DATA EXTRACT
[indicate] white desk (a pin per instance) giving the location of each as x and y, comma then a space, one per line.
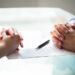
34, 24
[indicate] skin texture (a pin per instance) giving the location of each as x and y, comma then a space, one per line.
10, 40
64, 36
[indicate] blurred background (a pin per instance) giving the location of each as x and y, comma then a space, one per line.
64, 4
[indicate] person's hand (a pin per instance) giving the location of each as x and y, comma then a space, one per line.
64, 36
10, 40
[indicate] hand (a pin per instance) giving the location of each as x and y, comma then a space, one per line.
10, 40
64, 36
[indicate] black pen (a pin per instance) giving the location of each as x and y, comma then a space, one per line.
43, 44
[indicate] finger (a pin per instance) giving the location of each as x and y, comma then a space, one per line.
67, 25
57, 35
56, 40
3, 34
10, 32
73, 27
21, 38
21, 44
1, 37
60, 29
17, 49
60, 47
63, 28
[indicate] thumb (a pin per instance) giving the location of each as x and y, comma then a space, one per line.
73, 27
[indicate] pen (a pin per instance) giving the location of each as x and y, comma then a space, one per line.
43, 44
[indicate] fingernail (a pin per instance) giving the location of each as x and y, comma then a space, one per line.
66, 31
61, 38
59, 44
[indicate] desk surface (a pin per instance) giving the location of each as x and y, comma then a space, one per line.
34, 24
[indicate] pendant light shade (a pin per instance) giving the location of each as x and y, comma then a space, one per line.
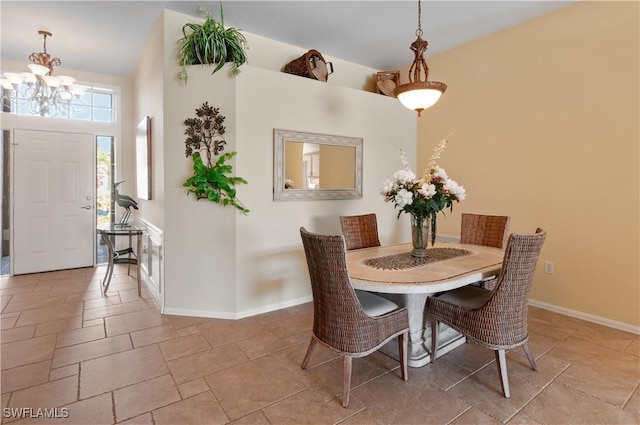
419, 94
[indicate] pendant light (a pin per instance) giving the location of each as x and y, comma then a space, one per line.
419, 94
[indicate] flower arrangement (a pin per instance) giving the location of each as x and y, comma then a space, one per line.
423, 197
211, 180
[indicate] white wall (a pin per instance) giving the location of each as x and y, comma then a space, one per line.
219, 263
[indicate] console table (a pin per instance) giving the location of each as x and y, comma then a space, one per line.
127, 255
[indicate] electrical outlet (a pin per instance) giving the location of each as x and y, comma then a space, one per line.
548, 267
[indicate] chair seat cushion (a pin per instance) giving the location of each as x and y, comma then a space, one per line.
375, 305
469, 297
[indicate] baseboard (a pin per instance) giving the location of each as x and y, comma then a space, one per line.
235, 316
588, 317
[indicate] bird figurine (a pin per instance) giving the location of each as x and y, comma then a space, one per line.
126, 202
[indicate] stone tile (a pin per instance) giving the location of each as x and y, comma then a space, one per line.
26, 296
412, 402
81, 335
88, 295
184, 346
310, 407
256, 418
102, 302
144, 419
129, 295
17, 334
602, 335
97, 376
474, 416
94, 322
49, 314
180, 322
188, 331
56, 326
33, 304
192, 388
28, 351
94, 411
633, 404
621, 366
559, 404
270, 382
153, 335
24, 376
201, 364
144, 397
111, 310
52, 394
8, 322
135, 321
294, 324
261, 345
634, 347
202, 409
4, 300
483, 389
225, 332
63, 372
90, 350
597, 384
79, 287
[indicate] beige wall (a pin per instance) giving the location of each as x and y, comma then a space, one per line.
546, 129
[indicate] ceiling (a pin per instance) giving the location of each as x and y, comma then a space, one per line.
107, 37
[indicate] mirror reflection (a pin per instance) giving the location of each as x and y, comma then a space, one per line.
316, 166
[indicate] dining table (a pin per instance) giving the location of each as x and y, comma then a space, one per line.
392, 272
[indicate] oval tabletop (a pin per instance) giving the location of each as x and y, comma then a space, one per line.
391, 269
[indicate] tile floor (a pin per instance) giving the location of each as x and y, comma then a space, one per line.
94, 360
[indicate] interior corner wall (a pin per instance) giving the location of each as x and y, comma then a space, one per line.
546, 123
149, 95
271, 267
219, 263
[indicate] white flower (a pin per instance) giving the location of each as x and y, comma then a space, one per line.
454, 188
427, 190
387, 187
441, 173
404, 197
404, 176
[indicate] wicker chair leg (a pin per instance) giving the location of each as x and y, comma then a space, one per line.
527, 351
435, 334
312, 345
346, 381
403, 344
501, 360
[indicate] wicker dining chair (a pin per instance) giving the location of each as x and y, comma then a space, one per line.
488, 230
495, 319
360, 231
342, 322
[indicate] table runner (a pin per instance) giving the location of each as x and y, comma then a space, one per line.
405, 260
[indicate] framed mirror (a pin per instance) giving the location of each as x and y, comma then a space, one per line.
314, 166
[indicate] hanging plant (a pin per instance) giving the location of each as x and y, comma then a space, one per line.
211, 43
212, 181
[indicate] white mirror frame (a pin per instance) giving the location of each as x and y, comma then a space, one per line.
281, 136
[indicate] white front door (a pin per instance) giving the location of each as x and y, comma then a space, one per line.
53, 215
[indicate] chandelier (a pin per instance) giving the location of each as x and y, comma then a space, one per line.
419, 94
39, 91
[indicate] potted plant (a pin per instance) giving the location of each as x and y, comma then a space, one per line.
211, 43
211, 180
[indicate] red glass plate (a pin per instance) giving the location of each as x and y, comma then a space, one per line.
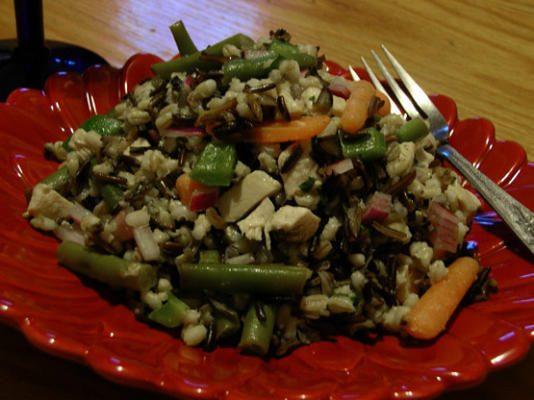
58, 313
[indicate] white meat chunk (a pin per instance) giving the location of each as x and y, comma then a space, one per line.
253, 225
298, 223
47, 202
246, 194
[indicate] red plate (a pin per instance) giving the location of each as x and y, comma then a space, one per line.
62, 316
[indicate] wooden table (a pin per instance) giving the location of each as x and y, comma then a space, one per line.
480, 53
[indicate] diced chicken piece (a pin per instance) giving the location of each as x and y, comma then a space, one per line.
47, 202
298, 223
253, 226
245, 195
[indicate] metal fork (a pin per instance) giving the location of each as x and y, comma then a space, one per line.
519, 218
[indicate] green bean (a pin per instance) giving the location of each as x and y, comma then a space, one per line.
292, 52
110, 269
182, 39
269, 279
57, 179
102, 124
245, 69
171, 314
368, 148
208, 256
193, 61
256, 334
216, 165
412, 130
225, 327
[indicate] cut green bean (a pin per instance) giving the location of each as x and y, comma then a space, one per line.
183, 40
193, 61
291, 52
106, 268
256, 334
171, 314
101, 124
225, 327
209, 256
246, 69
369, 148
412, 130
57, 179
269, 279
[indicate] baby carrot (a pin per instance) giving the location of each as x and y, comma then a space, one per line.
430, 314
355, 112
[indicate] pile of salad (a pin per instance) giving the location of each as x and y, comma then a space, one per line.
246, 196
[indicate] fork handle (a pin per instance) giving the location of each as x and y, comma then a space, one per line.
519, 218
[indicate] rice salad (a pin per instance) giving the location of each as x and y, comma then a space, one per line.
244, 195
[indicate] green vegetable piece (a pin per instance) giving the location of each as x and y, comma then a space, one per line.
256, 335
209, 256
269, 279
110, 269
57, 179
244, 70
307, 184
183, 40
412, 130
216, 164
225, 327
367, 148
291, 52
102, 124
193, 61
171, 314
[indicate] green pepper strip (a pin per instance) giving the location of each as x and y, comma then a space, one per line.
412, 130
57, 179
256, 335
101, 124
292, 52
216, 164
171, 314
193, 61
368, 148
269, 279
245, 69
110, 269
209, 257
182, 39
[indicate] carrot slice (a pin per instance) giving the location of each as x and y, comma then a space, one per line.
355, 113
186, 187
282, 131
430, 314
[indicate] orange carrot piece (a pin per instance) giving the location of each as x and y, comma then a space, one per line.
186, 186
430, 314
386, 108
354, 114
282, 131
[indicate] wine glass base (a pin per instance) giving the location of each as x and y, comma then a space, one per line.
29, 69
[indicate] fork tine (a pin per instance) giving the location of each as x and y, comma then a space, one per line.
353, 73
423, 101
378, 85
403, 99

WORK INSTRUCTIONS
Retype every one of the records above word for word, and leave the pictures out of your answer.

WRITTEN RESPONSE
[indicate] white desk (a pin per instance) giving the location of each as x and y, comma then a space, one per line.
34, 24
[indicate] skin texture (a pin per instance) giving the location of each as x and y, comma then a space, one per line.
10, 40
64, 36
[indicate] blurred background (a pin per instance) giving the location of each as x and y, comma then a space, one per line.
64, 4
[indicate] person's hand (a pin per instance) giving the location of each as x and y, comma then a space, one per line.
64, 36
10, 40
[indicate] hand (a pin per instance) giving the location of each as x and y, comma then a space, one per line.
10, 40
64, 36
[indicate] black pen (a pin per instance) giving the location of each as x and y, comma then a space, one per line.
43, 44
[indicate] finger (a pin per instance) giving the location of each as x and y, comma then a space, one per line.
67, 25
57, 35
56, 40
3, 34
10, 32
73, 27
21, 38
21, 44
1, 37
60, 29
17, 49
60, 47
63, 28
[indicate] thumb (a pin per instance) giving the location of each as x and y, comma then a space, one per line.
73, 27
[indicate] pen (a pin per instance) giving the location of each as x and y, comma then a space, one per line.
43, 44
[indicate] fingernail (a pin per instance) giving the location of each as x and y, comma then a space, one per line.
66, 31
61, 38
59, 44
[indicate] desk surface (a pin per instance) giving the location of each as x and y, comma then a space, one per line.
34, 24
[indicate] pendant light shade (a pin per instance) giving the location of each as x and y, comma then a space, one per line.
419, 94
[indicate] pendant light (a pin per instance) giving the location of each as x and y, comma then a space, one per line.
419, 94
[indicate] flower arrangement (a pin per instance) giving the location of each as x and y, comma then a space, one per line.
423, 197
211, 180
[indicate] white wall (a pin per instance) giving the location of each as x and y, comma then a space, one per line.
219, 263
[indicate] console table (a pin per instance) giving the location of each as x and y, comma then a space, one per line.
127, 255
[indicate] electrical outlet (a pin per instance) giving the location of each as x and y, comma then a space, one per line.
548, 267
[indicate] chair seat cushion (a pin per instance) giving the location of each as x and y, comma then a space, one per line.
375, 305
469, 297
[indicate] baseboard (a pin per instance) giving the location of each as x and y, comma then a space, one per line.
235, 316
588, 317
[indicate] bird figurine (a pin per instance) giving the location of each as x and y, comma then a space, one per line.
126, 202
[indicate] stone tile (a pin per instance) giving the location of each as x and y, comma then a space, one per line.
26, 296
412, 402
81, 335
88, 295
184, 346
310, 407
256, 418
102, 302
144, 419
129, 295
17, 334
602, 335
97, 376
474, 416
94, 322
49, 314
180, 322
188, 331
56, 326
33, 304
192, 388
28, 351
94, 411
633, 404
621, 366
559, 404
270, 382
153, 335
24, 376
201, 364
144, 397
111, 310
52, 394
8, 322
135, 321
294, 324
261, 345
634, 347
202, 409
4, 300
483, 389
225, 332
63, 372
90, 350
597, 384
79, 287
[indicate] beige wall (a pin per instance) giving the location of each as x and y, comma then a space, one per line.
546, 129
[indicate] ceiling (a pin per instance) giving the location of each as x and y, comma then a space, one per line.
107, 37
[indicate] mirror reflection (a pin per instance) giving the location of each as x and y, comma then a space, one per line.
316, 166
[indicate] dining table (a pin per instance) giving the location of each as x and y, comma then a space, one per line.
392, 272
[indicate] oval tabletop (a pin per instance) giving the location of each as x and y, comma then a space, one per line.
391, 269
[indicate] tile floor (a pin per instance) giving the location of each as x and y, comma then a space, one per line.
94, 360
[indicate] interior corner wall (a pin per instance) giving the location of each as x and y, comma then a space, one per line.
546, 123
149, 95
271, 267
219, 263
[indicate] white flower (a pin per instance) giving the location of each as x and y, comma then a space, one per line.
454, 188
427, 190
387, 187
441, 173
404, 197
404, 176
[indicate] wicker chair leg (a pin per instance) giving the location of each as x and y, comma then a space, one per line.
527, 351
435, 334
312, 345
346, 381
403, 344
501, 360
[indicate] wicker dining chair (a pin per instance) giving the location of each as x and y, comma then a space, one per line.
488, 230
495, 319
360, 231
342, 322
[indicate] table runner (a pin per instance) giving the location of each as x and y, comma then a space, one per line.
405, 260
[indicate] framed mirror (a pin per instance) giving the location of each as x and y, comma then a space, one per line.
314, 166
[indicate] hanging plant (a pin per instance) giving the location of each as x and y, comma then a space, one per line.
211, 43
212, 181
[indicate] white mirror frame (a pin per instance) giving the location of each as x and y, comma then a space, one per line.
281, 136
[indicate] white front door (a pin per instance) giving the location of each as x and y, comma then a space, one per line.
53, 215
[indicate] chandelier (a pin per instance) giving the location of each as x and y, comma then a space, one per line.
419, 94
39, 91
[indicate] potted plant (a pin per instance) giving the location of each as x and y, comma then a space, one per line.
211, 43
211, 180
[indicate] red glass plate (a pin per instance) giving the location of each as x and y, comma then a space, one per line.
58, 313
[indicate] white meat chunk (a pin per instance) giving the location of each as x and y, comma then a space, one per line.
253, 225
298, 223
47, 202
246, 194
[indicate] red plate (a pin per instance) giving the location of each as x and y, comma then a space, one per line.
62, 316
[indicate] wooden table (a pin per instance) giving the location of each as x and y, comma then a space, one per line.
480, 53
[indicate] diced chicken piece (a pin per instance) giving the location of each as x and y, comma then a space, one per line.
47, 202
298, 223
253, 226
245, 195
[indicate] metal fork (a pin per instance) giving the location of each as x and y, comma then a space, one per line.
519, 218
[indicate] green bean (a pin per instance) giving the location of each as x and y, comma then a space, one per line.
292, 52
110, 269
182, 39
269, 279
57, 179
102, 124
245, 69
171, 314
368, 148
208, 256
193, 61
256, 334
216, 165
412, 130
225, 327
[indicate] cut green bean (a pin per instance) giving the location of each as x and y, comma then a space, one per line.
183, 40
193, 61
291, 52
106, 268
256, 334
171, 314
101, 124
225, 327
209, 256
246, 69
369, 148
412, 130
57, 179
269, 279
[indicate] baby carrot (a pin per instance) giving the location of each as x and y, comma then a space, one per line.
430, 314
355, 112
[indicate] pile of salad (a pin per instance) giving the location of each as x and y, comma then a space, one per line.
246, 196
[indicate] fork handle (a pin per instance) giving the location of each as x and y, comma then a space, one per line.
519, 218
[indicate] rice salad (a pin per instance) giving the location of each as x and y, comma then a space, one per line.
244, 195
[indicate] green vegetable piece (a pin per instance) giving the location of each as x and y, comma then a space, one per line.
256, 335
209, 256
269, 279
110, 269
57, 179
244, 70
307, 184
183, 40
412, 130
216, 164
225, 327
367, 148
291, 52
102, 124
193, 61
171, 314
[indicate] green pepper strip (a pin per instance) giving the location of each as x and y, comma then a space, one per line.
412, 130
57, 179
256, 335
101, 124
292, 52
216, 164
171, 314
193, 61
368, 148
269, 279
245, 69
110, 269
209, 257
182, 39
[indicate] carrot slice (a pin per instance) giving the location of each as x and y, comma then a space, one per line.
355, 113
186, 187
282, 131
430, 314
[indicate] orange carrot piece (a pin per instance) giving the location of each as x and y, comma then a space, one per line.
186, 186
430, 314
386, 108
354, 114
282, 131
[indicate] wine glass base (a pin per instance) giving the location of each as x and y, comma then a space, one per line.
29, 69
[indicate] fork tine (a pin per instance) giving the location of each as x and y, comma then a space, one per line.
353, 73
423, 101
378, 85
403, 99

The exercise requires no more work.